**TEXT SEGMENT**

What modification is needed in parser/lexer to parse the input correctly? Any help on this is highly appreciated. Thanks in advance.

2
@rici It looks like valid C++ - al the stuff the grammar is complaining about is inside a raw string literal which was added in C++11. The grammar looks like it supports raw string literals so I don't know why it is complaining.Jerry Jeremiah
@JerryJeremiah: maybe I misinterpreted the snippet: I thought the raw string was being passed to the parser. If the whole snippet is being parsed, then the inadequacy of the lexer's rawstring definition will be the problem.rici
@JerryJeremiah: i guess you are right; the text is being passed to the grammar. The error is entirely consistent with that.rici
I think you are rigjht. The grammar source code says fragment Rawstring: '"' .*? '(' .*? ')' .*? '"'; If the regex is greedy then it works. But consider what that matches if the regex is ungreedy. Have a look here: regex101.com/r/sdLnfw/1 The part it doesn't think is inside the Rawstring is exactly the same as the stuff that the error talks about. The Rawstring definition should ensure that the parts between the paren and quotes match at the front and at the end. You should raise an issue with the repo. I'll see if I can figure out how to modify the Lexer definitionsJerry Jeremiah
Here is a question asking almost exactly the same thing. In their case they wan to match a single arbitrary character that appears at the front and back of their text and you need an arbitrary string of characters. But the prinicple should be the same: stackoverflow.com/questions/38218744/…Jerry Jeremiah

2 Answers

2
votes

Whenever a certain input does not get parsed properly, I start by displaying all the tokens the input is generating. If you do that, you'll probably see why things are going wrong. Another way would be to remove most of the source, and gradually add more lines of code to it: at a certain point the parser will fail, and you have a starting point to solving it.

**DIRECTION A**
Say whether each statement agrees with the forum thread, answering yes or no and quoting the words that decide it. (i) Raw string literals were added to C++ in C++11. (ii) The answer suggests first displaying all the tokens that the input generates. (iii) The Rawstring fragment works if the regex is ungreedy.
The forum thread and the records after it are unrelated to each other.

**LISTED RECORDS**
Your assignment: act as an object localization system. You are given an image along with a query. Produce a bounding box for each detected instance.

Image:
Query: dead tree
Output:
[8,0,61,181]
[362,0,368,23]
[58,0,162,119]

**DIRECTION B**
Reproduce every line of the records word for word, from the opening instruction through the final output line.

**FULL ANSWER A**
(i) Yes: "inside a raw string literal which was added in C++11"
(ii) Yes: "I start by displaying all the tokens the input is generating"
(iii) No: "If the regex is greedy then it works."

**FULL ANSWER B**
Your assignment: act as an object localization system. You are given an image along with a query. Produce a bounding box for each detected instance.

Image:
Query: dead tree
Output:
[8,0,61,181]
[362,0,368,23]
[58,0,162,119]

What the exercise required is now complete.